• _REQUIREMENT_: Please put every line of the material below into a numbered list. Skip the blank lines and leave the pictures out.

• _MATERIAL FOR THIS EXERCISE_:

-- begin --

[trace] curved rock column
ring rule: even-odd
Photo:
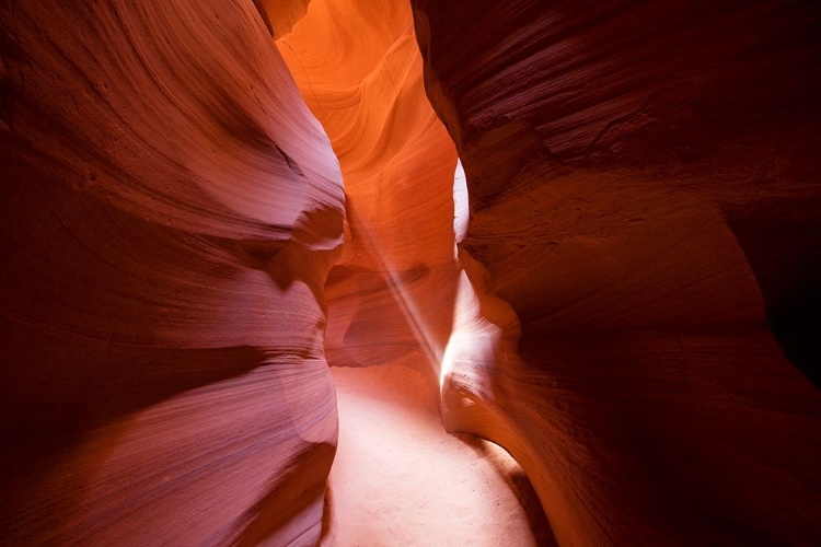
[[[315,545],[344,195],[254,4],[0,20],[1,543]]]
[[[413,5],[472,207],[449,428],[560,545],[817,542],[818,5]]]
[[[456,154],[423,86],[406,2],[312,0],[277,42],[339,158],[345,252],[328,277],[332,365],[431,380],[452,326]]]

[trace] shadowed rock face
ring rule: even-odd
[[[277,45],[345,179],[345,251],[326,287],[328,361],[436,375],[459,276],[456,155],[425,96],[410,7],[312,0]]]
[[[253,3],[0,20],[0,543],[315,544],[344,195]]]
[[[315,545],[325,348],[560,545],[817,543],[821,13],[719,3],[2,5],[0,543]]]
[[[413,5],[472,206],[448,427],[562,545],[814,543],[818,5]]]

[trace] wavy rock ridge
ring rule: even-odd
[[[812,544],[818,7],[413,4],[472,206],[448,427],[560,545]]]
[[[0,20],[2,543],[315,544],[344,195],[254,5]]]

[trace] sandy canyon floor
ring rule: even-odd
[[[516,461],[442,429],[432,381],[402,365],[332,374],[339,447],[323,547],[555,545]]]

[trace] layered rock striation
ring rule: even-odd
[[[254,4],[0,20],[0,543],[315,545],[344,194]]]
[[[277,42],[345,179],[328,361],[438,374],[452,327],[455,149],[425,96],[409,5],[312,0]]]
[[[814,543],[818,5],[413,5],[471,196],[448,427],[560,545]]]

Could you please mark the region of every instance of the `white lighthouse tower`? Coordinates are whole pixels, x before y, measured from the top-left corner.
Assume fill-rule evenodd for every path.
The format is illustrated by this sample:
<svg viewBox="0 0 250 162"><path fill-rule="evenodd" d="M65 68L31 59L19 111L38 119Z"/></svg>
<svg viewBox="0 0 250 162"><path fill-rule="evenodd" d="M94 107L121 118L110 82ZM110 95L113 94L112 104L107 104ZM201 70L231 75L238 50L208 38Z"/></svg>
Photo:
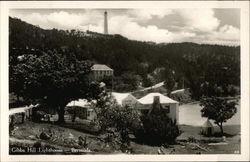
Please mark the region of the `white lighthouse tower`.
<svg viewBox="0 0 250 162"><path fill-rule="evenodd" d="M104 12L104 34L108 34L108 13Z"/></svg>

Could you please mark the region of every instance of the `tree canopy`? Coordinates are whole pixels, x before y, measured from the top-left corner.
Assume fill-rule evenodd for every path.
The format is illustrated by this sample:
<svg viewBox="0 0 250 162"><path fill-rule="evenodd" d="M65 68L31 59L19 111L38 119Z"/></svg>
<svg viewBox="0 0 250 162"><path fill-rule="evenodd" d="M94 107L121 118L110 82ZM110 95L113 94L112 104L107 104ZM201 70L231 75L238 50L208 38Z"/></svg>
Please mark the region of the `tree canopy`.
<svg viewBox="0 0 250 162"><path fill-rule="evenodd" d="M215 124L220 127L221 134L223 134L223 123L232 118L237 112L236 102L228 101L225 98L210 97L201 100L202 117L214 120Z"/></svg>
<svg viewBox="0 0 250 162"><path fill-rule="evenodd" d="M102 92L98 83L89 80L91 66L88 61L56 51L25 55L10 68L10 92L22 96L26 102L56 108L59 121L64 122L67 103L79 98L98 99Z"/></svg>
<svg viewBox="0 0 250 162"><path fill-rule="evenodd" d="M117 34L44 30L15 18L10 18L9 30L10 56L39 54L39 51L55 49L63 55L75 55L78 60L106 64L114 69L115 76L122 80L122 85L114 86L117 87L116 90L129 91L134 87L136 82L128 84L126 77L122 77L126 73L139 75L145 87L159 80L166 83L176 82L179 84L177 87L184 84L190 88L195 99L202 96L200 86L205 81L222 87L224 83L232 87L240 86L239 46L188 42L157 44L129 40ZM165 68L166 74L169 68L174 71L174 80L172 77L154 75L159 68Z"/></svg>

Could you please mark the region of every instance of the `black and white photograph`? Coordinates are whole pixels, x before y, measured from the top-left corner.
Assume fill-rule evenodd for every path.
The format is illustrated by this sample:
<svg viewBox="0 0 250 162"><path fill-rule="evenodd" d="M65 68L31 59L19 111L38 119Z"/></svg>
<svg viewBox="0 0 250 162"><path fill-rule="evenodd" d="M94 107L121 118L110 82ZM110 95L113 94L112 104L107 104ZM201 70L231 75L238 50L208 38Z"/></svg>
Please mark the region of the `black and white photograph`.
<svg viewBox="0 0 250 162"><path fill-rule="evenodd" d="M8 9L9 156L249 149L242 8L151 3Z"/></svg>

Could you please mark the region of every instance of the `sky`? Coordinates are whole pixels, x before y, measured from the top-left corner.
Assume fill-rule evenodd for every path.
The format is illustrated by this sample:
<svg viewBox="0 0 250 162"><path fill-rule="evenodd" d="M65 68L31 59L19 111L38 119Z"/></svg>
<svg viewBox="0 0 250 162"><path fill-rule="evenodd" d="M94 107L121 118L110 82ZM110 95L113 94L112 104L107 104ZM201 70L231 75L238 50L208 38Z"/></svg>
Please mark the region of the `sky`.
<svg viewBox="0 0 250 162"><path fill-rule="evenodd" d="M105 10L109 34L132 40L240 44L240 9L235 8L15 9L10 16L43 29L103 33Z"/></svg>

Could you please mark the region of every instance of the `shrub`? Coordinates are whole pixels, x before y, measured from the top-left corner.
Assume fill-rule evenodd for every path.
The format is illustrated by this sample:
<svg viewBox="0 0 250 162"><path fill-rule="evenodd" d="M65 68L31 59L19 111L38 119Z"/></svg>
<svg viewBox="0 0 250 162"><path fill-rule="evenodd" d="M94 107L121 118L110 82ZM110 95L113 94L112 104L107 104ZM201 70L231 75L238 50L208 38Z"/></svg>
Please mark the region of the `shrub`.
<svg viewBox="0 0 250 162"><path fill-rule="evenodd" d="M180 131L167 116L143 115L141 118L143 126L134 133L137 140L151 145L175 143Z"/></svg>
<svg viewBox="0 0 250 162"><path fill-rule="evenodd" d="M159 102L154 102L148 114L141 115L142 126L135 130L137 140L151 145L173 144L180 134L176 122L164 112Z"/></svg>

-- end --

• _SOLUTION TO THIS EXERCISE_:
1. [trace] curved rock column
2. ring rule: even-odd
3. Photo:
4. [[[315,545],[344,195],[254,4],[0,20],[1,543]]]
5. [[[413,5],[472,207],[449,428],[560,545],[817,542],[818,5]]]
6. [[[456,154],[423,86],[406,2],[312,0],[277,42],[339,158],[345,252],[328,277],[332,365],[431,380],[452,326]]]
7. [trace] shadowed rock face
8. ring rule: even-odd
9. [[[277,45],[345,179],[345,251],[326,287],[328,361],[436,375],[459,276],[456,155],[425,96],[410,7],[312,0]]]
10. [[[253,3],[0,20],[0,543],[315,544],[344,195]]]
11. [[[315,545],[325,348],[560,545],[817,543],[821,13],[719,3],[2,5],[0,543]]]
12. [[[413,5],[472,206],[448,427],[562,545],[814,543],[818,5]]]
13. [trace] wavy rock ridge
14. ring rule: even-odd
15. [[[812,544],[818,7],[413,4],[472,206],[448,427],[560,545]]]
16. [[[0,20],[2,543],[315,544],[344,195],[254,5]]]
17. [trace] sandy canyon floor
18. ring rule: even-odd
19. [[[516,461],[442,429],[432,381],[402,365],[332,374],[339,447],[323,547],[555,545]]]
20. [trace] layered rock striation
21. ring rule: even-odd
22. [[[254,4],[0,20],[0,543],[315,545],[344,194]]]
23. [[[277,42],[345,179],[328,361],[438,374],[452,327],[455,149],[425,96],[409,5],[312,0]]]
24. [[[814,543],[818,5],[413,5],[471,196],[448,427],[560,545]]]
25. Could you please mark the region of every instance of the `white lighthouse tower`? Coordinates are whole pixels, x before y, measured from the top-left corner.
26. Assume fill-rule evenodd for every path.
27. The format is illustrated by this sample:
28. <svg viewBox="0 0 250 162"><path fill-rule="evenodd" d="M65 68L31 59L19 111L38 119Z"/></svg>
29. <svg viewBox="0 0 250 162"><path fill-rule="evenodd" d="M94 107L121 118L110 82ZM110 95L113 94L112 104L107 104ZM201 70L231 75L238 50L208 38Z"/></svg>
30. Photo:
31. Please mark the region of the `white lighthouse tower`.
32. <svg viewBox="0 0 250 162"><path fill-rule="evenodd" d="M104 12L104 34L108 34L108 13Z"/></svg>
33. Could you please mark the region of every instance of the `tree canopy`? Coordinates are whole pixels, x before y, measured from the top-left corner.
34. Assume fill-rule evenodd for every path.
35. The format is illustrated by this sample:
36. <svg viewBox="0 0 250 162"><path fill-rule="evenodd" d="M65 68L31 59L19 111L38 119Z"/></svg>
37. <svg viewBox="0 0 250 162"><path fill-rule="evenodd" d="M94 107L121 118L110 82ZM110 95L113 94L112 104L107 104ZM201 70L231 75L238 50L208 38Z"/></svg>
38. Please mark the region of the `tree canopy`.
39. <svg viewBox="0 0 250 162"><path fill-rule="evenodd" d="M215 124L220 127L221 134L223 134L223 123L232 118L237 112L236 102L228 101L225 98L210 97L201 100L202 117L214 120Z"/></svg>
40. <svg viewBox="0 0 250 162"><path fill-rule="evenodd" d="M102 92L98 83L89 80L91 66L88 61L56 51L25 55L10 68L10 92L22 96L26 102L56 108L59 121L64 122L67 103L79 98L98 99Z"/></svg>
41. <svg viewBox="0 0 250 162"><path fill-rule="evenodd" d="M117 34L44 30L15 18L10 18L9 30L10 56L39 54L39 51L55 49L63 55L75 55L78 60L106 64L114 69L115 76L122 80L122 85L114 86L117 87L116 90L129 91L134 87L136 82L128 84L126 77L122 77L126 73L139 75L145 87L159 80L166 83L176 82L179 84L177 87L184 84L190 88L195 99L202 96L200 86L205 81L222 87L224 83L232 87L240 86L239 46L188 42L157 44L129 40ZM165 68L166 74L169 68L174 71L174 80L172 77L154 75L159 68Z"/></svg>
42. Could you please mark the region of every instance of the `black and white photograph`? Coordinates are whole pixels, x before y, measured from the top-left corner.
43. Assume fill-rule evenodd for every path.
44. The format is illustrated by this sample:
45. <svg viewBox="0 0 250 162"><path fill-rule="evenodd" d="M65 68L31 59L19 111L38 119Z"/></svg>
46. <svg viewBox="0 0 250 162"><path fill-rule="evenodd" d="M94 107L121 118L110 82ZM110 95L113 94L112 104L107 104ZM201 70L231 75L238 50L208 38Z"/></svg>
47. Please mark the region of the `black and white photograph`.
48. <svg viewBox="0 0 250 162"><path fill-rule="evenodd" d="M8 9L9 156L249 149L242 8L151 3Z"/></svg>
49. Could you please mark the region of every instance of the `sky`? Coordinates are whole pixels, x before y, measured from the top-left corner.
50. Assume fill-rule evenodd for every path.
51. The format is illustrated by this sample:
52. <svg viewBox="0 0 250 162"><path fill-rule="evenodd" d="M65 68L31 59L19 111L38 119Z"/></svg>
53. <svg viewBox="0 0 250 162"><path fill-rule="evenodd" d="M94 107L121 118L110 82ZM110 95L113 94L112 104L107 104ZM201 70L231 75L238 50L208 38Z"/></svg>
54. Please mark the region of the `sky`.
55. <svg viewBox="0 0 250 162"><path fill-rule="evenodd" d="M105 10L109 34L132 40L240 44L240 9L235 8L15 9L10 16L43 29L103 33Z"/></svg>
56. Could you please mark the region of every instance of the `shrub`? Coordinates are whole pixels, x before y, measured from the top-left corner.
57. Assume fill-rule evenodd for every path.
58. The format is illustrated by this sample:
59. <svg viewBox="0 0 250 162"><path fill-rule="evenodd" d="M65 68L31 59L19 111L38 119Z"/></svg>
60. <svg viewBox="0 0 250 162"><path fill-rule="evenodd" d="M94 107L121 118L110 82ZM110 95L113 94L112 104L107 104ZM201 70L231 75L238 50L208 38Z"/></svg>
61. Please mark the region of the `shrub`.
62. <svg viewBox="0 0 250 162"><path fill-rule="evenodd" d="M180 131L167 116L143 115L141 118L143 126L134 133L137 140L151 145L175 143Z"/></svg>
63. <svg viewBox="0 0 250 162"><path fill-rule="evenodd" d="M159 102L154 102L148 114L141 115L142 126L135 130L137 140L151 145L173 144L180 134L176 122L164 112Z"/></svg>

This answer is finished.